─── DATASET ENTRIES
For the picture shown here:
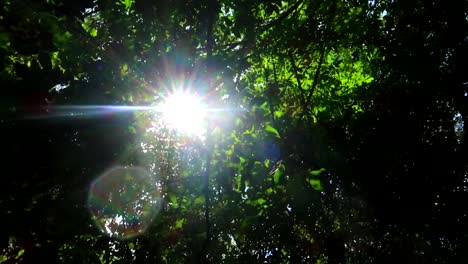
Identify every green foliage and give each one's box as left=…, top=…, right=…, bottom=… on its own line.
left=0, top=0, right=468, bottom=263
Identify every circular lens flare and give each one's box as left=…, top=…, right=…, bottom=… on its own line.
left=88, top=167, right=161, bottom=239
left=161, top=91, right=206, bottom=136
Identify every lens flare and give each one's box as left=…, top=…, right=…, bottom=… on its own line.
left=88, top=167, right=161, bottom=238
left=160, top=91, right=207, bottom=136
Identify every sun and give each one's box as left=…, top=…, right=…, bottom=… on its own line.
left=161, top=91, right=206, bottom=137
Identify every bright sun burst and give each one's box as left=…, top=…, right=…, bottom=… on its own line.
left=161, top=91, right=206, bottom=137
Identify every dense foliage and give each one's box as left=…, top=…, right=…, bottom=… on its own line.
left=0, top=0, right=468, bottom=263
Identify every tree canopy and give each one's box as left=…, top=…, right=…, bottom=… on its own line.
left=0, top=0, right=468, bottom=264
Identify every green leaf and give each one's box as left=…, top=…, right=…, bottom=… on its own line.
left=274, top=110, right=285, bottom=118
left=265, top=125, right=280, bottom=138
left=120, top=63, right=128, bottom=76
left=176, top=218, right=185, bottom=228
left=16, top=248, right=24, bottom=259
left=309, top=168, right=326, bottom=176
left=309, top=179, right=323, bottom=191
left=194, top=196, right=205, bottom=204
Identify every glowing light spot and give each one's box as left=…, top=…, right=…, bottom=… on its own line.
left=161, top=91, right=206, bottom=136
left=88, top=167, right=160, bottom=238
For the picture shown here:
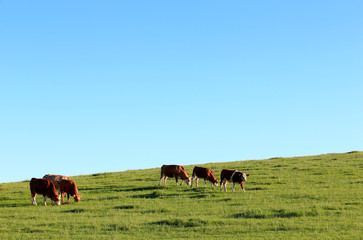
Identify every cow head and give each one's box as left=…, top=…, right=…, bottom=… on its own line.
left=52, top=195, right=60, bottom=206
left=241, top=173, right=249, bottom=182
left=212, top=179, right=218, bottom=186
left=184, top=177, right=191, bottom=186
left=73, top=193, right=81, bottom=202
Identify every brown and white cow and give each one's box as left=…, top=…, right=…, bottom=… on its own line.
left=191, top=167, right=218, bottom=187
left=159, top=165, right=190, bottom=186
left=220, top=169, right=249, bottom=192
left=59, top=180, right=81, bottom=202
left=30, top=178, right=60, bottom=206
left=43, top=174, right=70, bottom=193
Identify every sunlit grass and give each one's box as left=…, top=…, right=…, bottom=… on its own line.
left=0, top=152, right=363, bottom=239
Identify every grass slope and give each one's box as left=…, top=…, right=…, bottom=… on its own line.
left=0, top=152, right=363, bottom=239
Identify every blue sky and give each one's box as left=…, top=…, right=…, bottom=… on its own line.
left=0, top=0, right=363, bottom=182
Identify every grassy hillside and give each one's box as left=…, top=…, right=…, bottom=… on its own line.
left=0, top=152, right=363, bottom=239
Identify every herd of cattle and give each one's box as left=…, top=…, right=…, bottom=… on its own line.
left=30, top=165, right=249, bottom=206
left=30, top=174, right=81, bottom=206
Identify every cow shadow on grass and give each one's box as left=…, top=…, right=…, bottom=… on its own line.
left=0, top=202, right=29, bottom=208
left=78, top=186, right=159, bottom=192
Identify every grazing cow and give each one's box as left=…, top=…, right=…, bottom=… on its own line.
left=159, top=165, right=190, bottom=186
left=30, top=178, right=60, bottom=206
left=220, top=169, right=249, bottom=192
left=191, top=167, right=218, bottom=187
left=59, top=180, right=81, bottom=202
left=43, top=174, right=70, bottom=193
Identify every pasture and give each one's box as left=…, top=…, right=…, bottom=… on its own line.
left=0, top=152, right=363, bottom=239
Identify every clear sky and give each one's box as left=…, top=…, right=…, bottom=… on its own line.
left=0, top=0, right=363, bottom=182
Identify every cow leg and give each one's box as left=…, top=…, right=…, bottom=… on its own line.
left=32, top=194, right=37, bottom=206
left=241, top=182, right=246, bottom=192
left=220, top=180, right=227, bottom=192
left=190, top=175, right=197, bottom=187
left=159, top=174, right=165, bottom=186
left=195, top=177, right=199, bottom=187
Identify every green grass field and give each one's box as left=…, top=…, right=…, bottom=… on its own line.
left=0, top=152, right=363, bottom=239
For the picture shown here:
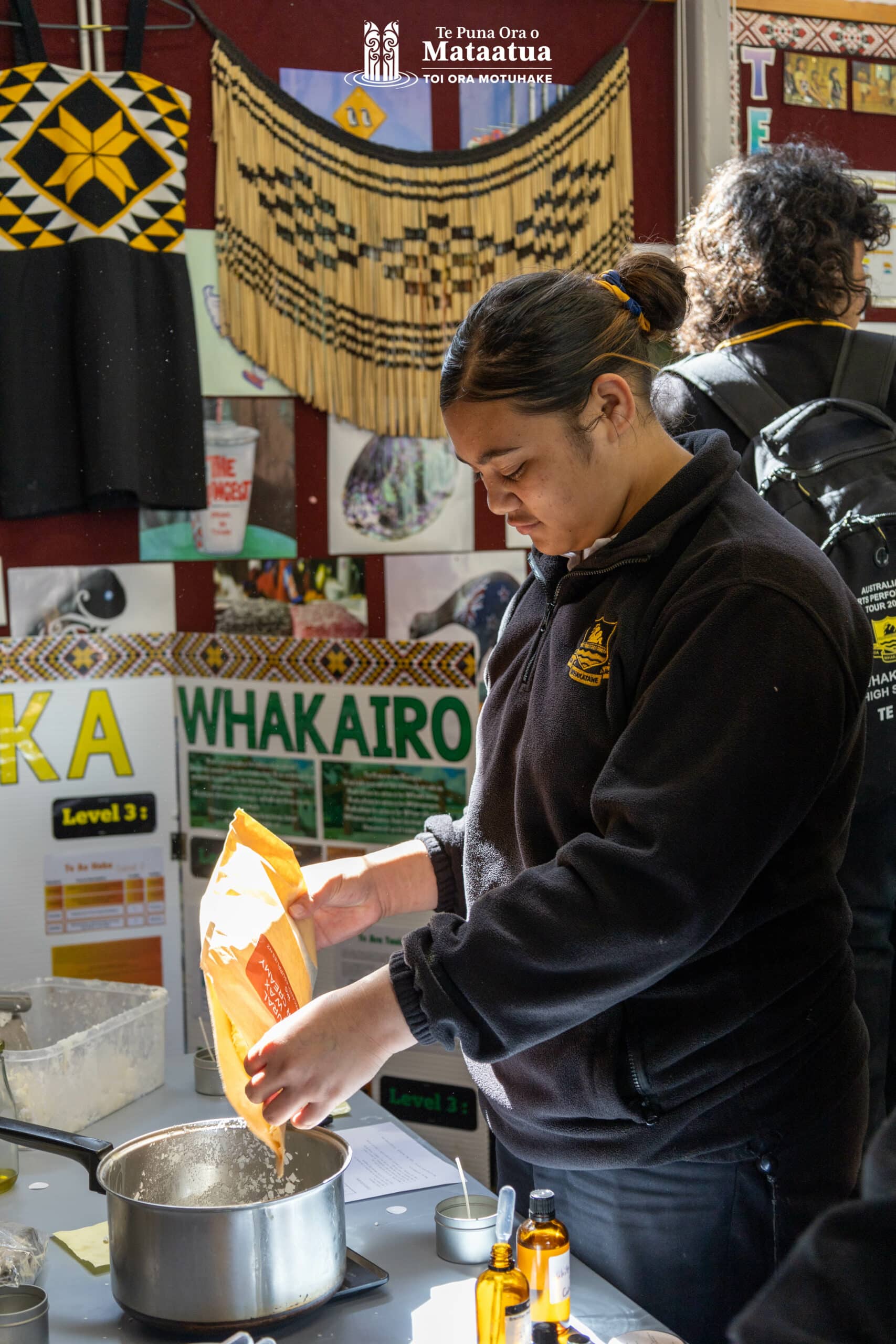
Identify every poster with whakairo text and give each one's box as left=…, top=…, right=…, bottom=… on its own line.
left=176, top=634, right=478, bottom=1044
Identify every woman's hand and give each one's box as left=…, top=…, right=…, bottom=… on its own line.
left=246, top=962, right=414, bottom=1129
left=289, top=840, right=437, bottom=948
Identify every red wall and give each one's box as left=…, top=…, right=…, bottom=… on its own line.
left=0, top=0, right=671, bottom=634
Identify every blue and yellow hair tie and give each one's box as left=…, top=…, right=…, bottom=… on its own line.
left=598, top=270, right=650, bottom=332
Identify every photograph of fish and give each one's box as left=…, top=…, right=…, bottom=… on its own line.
left=385, top=551, right=526, bottom=693
left=9, top=564, right=177, bottom=638
left=215, top=555, right=367, bottom=640
left=326, top=415, right=473, bottom=555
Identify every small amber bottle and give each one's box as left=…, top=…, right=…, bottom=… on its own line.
left=516, top=1190, right=570, bottom=1324
left=476, top=1242, right=532, bottom=1344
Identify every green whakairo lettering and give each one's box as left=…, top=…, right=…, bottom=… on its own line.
left=177, top=686, right=473, bottom=762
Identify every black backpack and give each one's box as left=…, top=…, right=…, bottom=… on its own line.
left=669, top=331, right=896, bottom=802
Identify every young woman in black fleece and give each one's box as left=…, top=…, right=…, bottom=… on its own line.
left=246, top=253, right=872, bottom=1344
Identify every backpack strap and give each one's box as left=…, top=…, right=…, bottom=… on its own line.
left=9, top=0, right=47, bottom=66
left=122, top=0, right=148, bottom=70
left=662, top=352, right=789, bottom=439
left=830, top=331, right=896, bottom=410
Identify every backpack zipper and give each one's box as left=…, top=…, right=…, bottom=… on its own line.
left=523, top=555, right=650, bottom=686
left=821, top=508, right=896, bottom=558
left=759, top=442, right=893, bottom=499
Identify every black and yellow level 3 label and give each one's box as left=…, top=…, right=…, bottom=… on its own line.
left=52, top=793, right=156, bottom=840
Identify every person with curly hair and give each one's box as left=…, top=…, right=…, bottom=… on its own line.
left=653, top=142, right=896, bottom=1136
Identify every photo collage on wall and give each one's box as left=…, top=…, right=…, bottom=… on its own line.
left=0, top=52, right=537, bottom=1021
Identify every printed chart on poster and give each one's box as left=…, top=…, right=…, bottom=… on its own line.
left=326, top=415, right=473, bottom=555
left=9, top=564, right=177, bottom=638
left=140, top=396, right=297, bottom=561
left=184, top=228, right=293, bottom=396
left=215, top=555, right=367, bottom=640
left=0, top=633, right=184, bottom=1052
left=43, top=849, right=165, bottom=934
left=279, top=69, right=433, bottom=149
left=177, top=634, right=478, bottom=1035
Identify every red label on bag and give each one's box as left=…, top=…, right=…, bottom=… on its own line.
left=246, top=934, right=298, bottom=1022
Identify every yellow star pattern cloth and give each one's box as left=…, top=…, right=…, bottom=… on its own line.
left=0, top=60, right=189, bottom=251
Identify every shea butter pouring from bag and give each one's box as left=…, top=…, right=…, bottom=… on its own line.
left=246, top=251, right=872, bottom=1344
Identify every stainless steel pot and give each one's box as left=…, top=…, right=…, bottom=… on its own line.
left=0, top=1118, right=352, bottom=1334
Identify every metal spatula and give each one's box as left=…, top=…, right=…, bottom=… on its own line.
left=0, top=989, right=32, bottom=1049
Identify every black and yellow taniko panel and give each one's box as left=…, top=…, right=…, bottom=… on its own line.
left=212, top=36, right=633, bottom=437
left=0, top=632, right=476, bottom=691
left=0, top=62, right=189, bottom=253
left=567, top=615, right=618, bottom=686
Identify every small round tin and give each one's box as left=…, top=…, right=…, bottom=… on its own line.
left=435, top=1195, right=498, bottom=1265
left=0, top=1285, right=50, bottom=1344
left=194, top=1046, right=224, bottom=1097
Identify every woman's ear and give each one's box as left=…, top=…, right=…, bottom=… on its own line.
left=591, top=374, right=636, bottom=432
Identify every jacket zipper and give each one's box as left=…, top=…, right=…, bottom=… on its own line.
left=523, top=555, right=650, bottom=686
left=626, top=1028, right=660, bottom=1125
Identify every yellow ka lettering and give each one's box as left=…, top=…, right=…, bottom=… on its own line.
left=0, top=691, right=59, bottom=785
left=68, top=691, right=134, bottom=780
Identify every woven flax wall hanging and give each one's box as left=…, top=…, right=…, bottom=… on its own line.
left=212, top=38, right=631, bottom=438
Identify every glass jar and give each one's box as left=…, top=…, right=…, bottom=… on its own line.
left=0, top=1040, right=19, bottom=1195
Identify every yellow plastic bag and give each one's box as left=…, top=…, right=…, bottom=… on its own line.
left=199, top=809, right=317, bottom=1176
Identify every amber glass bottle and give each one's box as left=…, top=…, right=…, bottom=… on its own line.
left=516, top=1190, right=570, bottom=1324
left=476, top=1242, right=532, bottom=1344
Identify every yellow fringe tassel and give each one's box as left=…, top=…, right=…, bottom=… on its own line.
left=212, top=40, right=631, bottom=438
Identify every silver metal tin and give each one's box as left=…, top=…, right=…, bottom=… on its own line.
left=0, top=1286, right=50, bottom=1344
left=435, top=1195, right=498, bottom=1265
left=194, top=1046, right=224, bottom=1097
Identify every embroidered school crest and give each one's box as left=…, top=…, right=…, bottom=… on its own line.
left=870, top=615, right=896, bottom=663
left=567, top=615, right=618, bottom=686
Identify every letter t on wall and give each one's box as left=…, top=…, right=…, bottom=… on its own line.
left=740, top=47, right=778, bottom=102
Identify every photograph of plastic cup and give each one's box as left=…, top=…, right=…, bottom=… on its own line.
left=189, top=421, right=259, bottom=555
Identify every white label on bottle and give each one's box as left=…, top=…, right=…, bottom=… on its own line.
left=504, top=1303, right=532, bottom=1344
left=548, top=1251, right=570, bottom=1306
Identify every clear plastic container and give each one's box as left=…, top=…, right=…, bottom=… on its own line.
left=4, top=976, right=168, bottom=1132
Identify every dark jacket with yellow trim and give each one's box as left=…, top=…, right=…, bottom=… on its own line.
left=391, top=433, right=872, bottom=1167
left=650, top=317, right=896, bottom=485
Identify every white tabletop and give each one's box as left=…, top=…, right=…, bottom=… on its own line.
left=0, top=1055, right=662, bottom=1344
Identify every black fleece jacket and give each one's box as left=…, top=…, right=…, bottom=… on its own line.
left=391, top=432, right=872, bottom=1168
left=728, top=1111, right=896, bottom=1344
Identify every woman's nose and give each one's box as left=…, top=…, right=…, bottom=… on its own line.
left=485, top=481, right=519, bottom=513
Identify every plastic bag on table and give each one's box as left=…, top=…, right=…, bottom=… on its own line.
left=0, top=1223, right=48, bottom=1287
left=199, top=808, right=317, bottom=1176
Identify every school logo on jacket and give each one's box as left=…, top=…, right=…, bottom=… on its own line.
left=567, top=615, right=619, bottom=686
left=870, top=615, right=896, bottom=663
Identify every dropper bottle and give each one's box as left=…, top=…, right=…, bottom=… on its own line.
left=516, top=1190, right=570, bottom=1324
left=476, top=1185, right=532, bottom=1344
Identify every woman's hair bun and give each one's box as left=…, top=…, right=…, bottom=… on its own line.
left=615, top=250, right=688, bottom=340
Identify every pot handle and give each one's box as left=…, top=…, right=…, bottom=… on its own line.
left=0, top=1116, right=113, bottom=1195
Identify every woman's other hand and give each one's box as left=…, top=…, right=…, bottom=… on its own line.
left=289, top=840, right=437, bottom=948
left=246, top=968, right=414, bottom=1129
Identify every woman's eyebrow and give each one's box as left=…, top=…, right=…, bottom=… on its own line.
left=454, top=444, right=523, bottom=466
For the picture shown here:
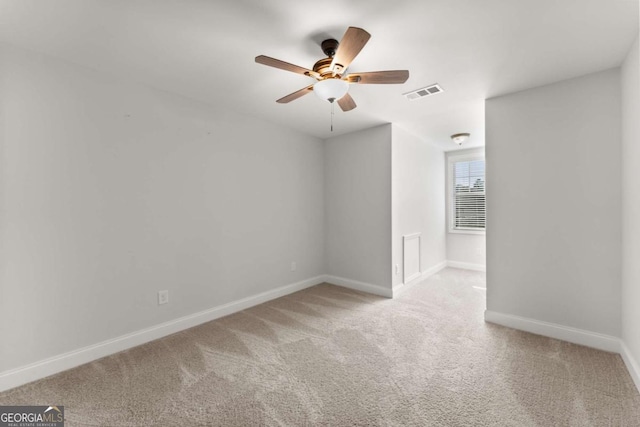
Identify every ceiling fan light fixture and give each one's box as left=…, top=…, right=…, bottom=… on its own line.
left=313, top=79, right=349, bottom=102
left=451, top=133, right=471, bottom=145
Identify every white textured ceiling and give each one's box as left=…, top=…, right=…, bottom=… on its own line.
left=0, top=0, right=638, bottom=150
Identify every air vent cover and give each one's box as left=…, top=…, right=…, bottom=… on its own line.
left=404, top=83, right=444, bottom=101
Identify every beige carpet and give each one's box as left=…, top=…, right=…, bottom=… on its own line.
left=0, top=269, right=640, bottom=427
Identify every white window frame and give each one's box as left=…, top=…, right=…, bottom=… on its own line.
left=447, top=153, right=487, bottom=235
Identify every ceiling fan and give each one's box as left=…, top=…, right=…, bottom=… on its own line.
left=256, top=27, right=409, bottom=111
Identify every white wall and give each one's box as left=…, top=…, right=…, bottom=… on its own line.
left=445, top=147, right=487, bottom=270
left=0, top=47, right=324, bottom=372
left=324, top=125, right=391, bottom=295
left=621, top=34, right=640, bottom=387
left=485, top=69, right=620, bottom=336
left=391, top=125, right=446, bottom=286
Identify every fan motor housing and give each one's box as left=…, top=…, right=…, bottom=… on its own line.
left=320, top=39, right=340, bottom=58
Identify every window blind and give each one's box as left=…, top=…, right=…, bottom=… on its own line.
left=452, top=160, right=486, bottom=230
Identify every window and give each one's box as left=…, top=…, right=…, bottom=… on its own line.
left=449, top=156, right=486, bottom=233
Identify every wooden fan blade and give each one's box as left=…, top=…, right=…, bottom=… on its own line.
left=256, top=55, right=318, bottom=77
left=338, top=93, right=357, bottom=111
left=331, top=27, right=371, bottom=74
left=345, top=70, right=409, bottom=84
left=276, top=85, right=313, bottom=104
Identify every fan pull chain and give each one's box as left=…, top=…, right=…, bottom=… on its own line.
left=331, top=102, right=333, bottom=132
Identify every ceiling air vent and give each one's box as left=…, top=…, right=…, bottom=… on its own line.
left=404, top=83, right=444, bottom=101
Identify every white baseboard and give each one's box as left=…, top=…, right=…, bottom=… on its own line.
left=393, top=261, right=447, bottom=298
left=447, top=261, right=487, bottom=272
left=0, top=276, right=325, bottom=391
left=324, top=275, right=393, bottom=298
left=620, top=341, right=640, bottom=391
left=484, top=310, right=620, bottom=353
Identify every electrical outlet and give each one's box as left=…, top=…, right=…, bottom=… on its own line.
left=158, top=291, right=169, bottom=305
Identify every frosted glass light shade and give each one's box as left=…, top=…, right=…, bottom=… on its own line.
left=451, top=133, right=470, bottom=145
left=313, top=79, right=349, bottom=102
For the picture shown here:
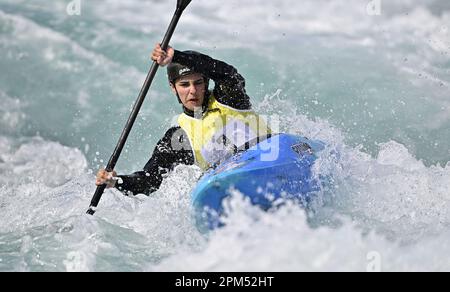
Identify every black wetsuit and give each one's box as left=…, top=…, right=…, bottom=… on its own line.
left=116, top=50, right=251, bottom=195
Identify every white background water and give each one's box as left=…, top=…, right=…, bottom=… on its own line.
left=0, top=0, right=450, bottom=271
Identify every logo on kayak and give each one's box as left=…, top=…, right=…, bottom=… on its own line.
left=292, top=143, right=314, bottom=155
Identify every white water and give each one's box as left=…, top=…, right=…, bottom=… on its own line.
left=0, top=0, right=450, bottom=271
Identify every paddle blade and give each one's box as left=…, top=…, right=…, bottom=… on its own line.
left=177, top=0, right=192, bottom=10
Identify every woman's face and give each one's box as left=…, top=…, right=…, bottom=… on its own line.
left=171, top=73, right=206, bottom=111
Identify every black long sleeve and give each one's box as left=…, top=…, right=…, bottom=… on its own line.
left=172, top=50, right=251, bottom=110
left=116, top=50, right=251, bottom=195
left=116, top=127, right=194, bottom=195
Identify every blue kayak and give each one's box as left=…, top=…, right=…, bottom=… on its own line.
left=192, top=134, right=324, bottom=229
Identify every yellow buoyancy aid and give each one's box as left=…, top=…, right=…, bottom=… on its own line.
left=178, top=95, right=271, bottom=170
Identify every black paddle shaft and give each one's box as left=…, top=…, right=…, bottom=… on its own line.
left=86, top=0, right=192, bottom=215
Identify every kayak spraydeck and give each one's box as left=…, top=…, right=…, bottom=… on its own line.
left=191, top=134, right=324, bottom=229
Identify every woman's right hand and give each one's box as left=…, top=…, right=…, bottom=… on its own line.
left=151, top=44, right=175, bottom=67
left=95, top=169, right=117, bottom=189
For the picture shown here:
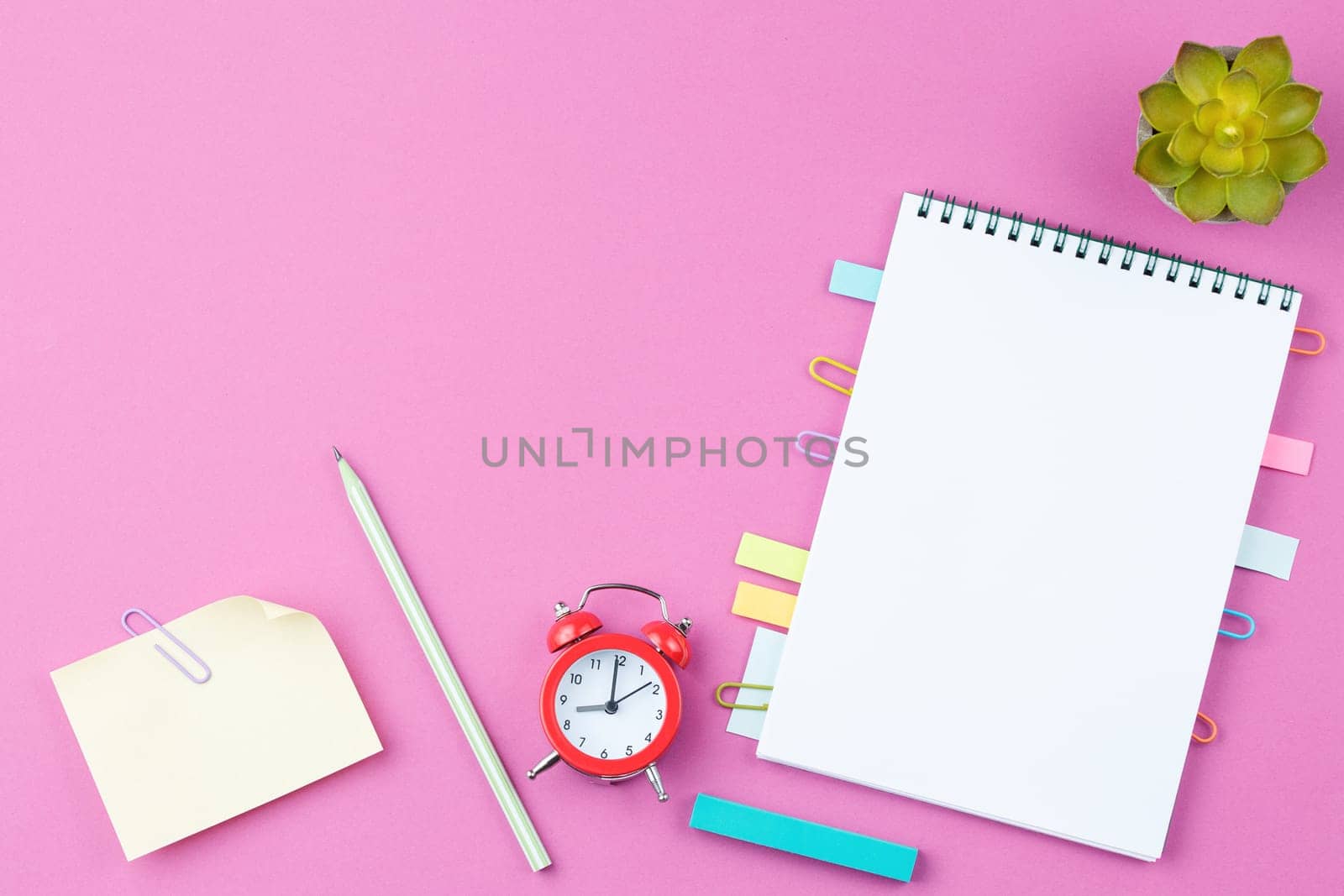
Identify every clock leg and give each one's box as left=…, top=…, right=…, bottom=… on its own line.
left=527, top=752, right=560, bottom=780
left=643, top=762, right=668, bottom=804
──────
**REQUIRED WORK**
Repeat the lines starting with the line containing "Identify every jacket" and going on through the line containing "left=0, top=1040, right=19, bottom=1195", reproducing each one word for word.

**RESULT**
Identify every jacket zipper and give each one's box as left=…, top=…, right=…, bottom=… on its own line.
left=523, top=555, right=650, bottom=686
left=626, top=1028, right=660, bottom=1125
Identify every yellow ka lettering and give each one's box as left=…, top=…, right=…, bottom=… on its own line.
left=0, top=691, right=59, bottom=785
left=68, top=691, right=134, bottom=780
Identify every woven flax wall hanging and give each one's box as left=…, top=…, right=…, bottom=… on its own line.
left=212, top=38, right=631, bottom=438
Identify every glass jar and give each one's box as left=…, top=…, right=…, bottom=… on its own line.
left=0, top=1040, right=19, bottom=1195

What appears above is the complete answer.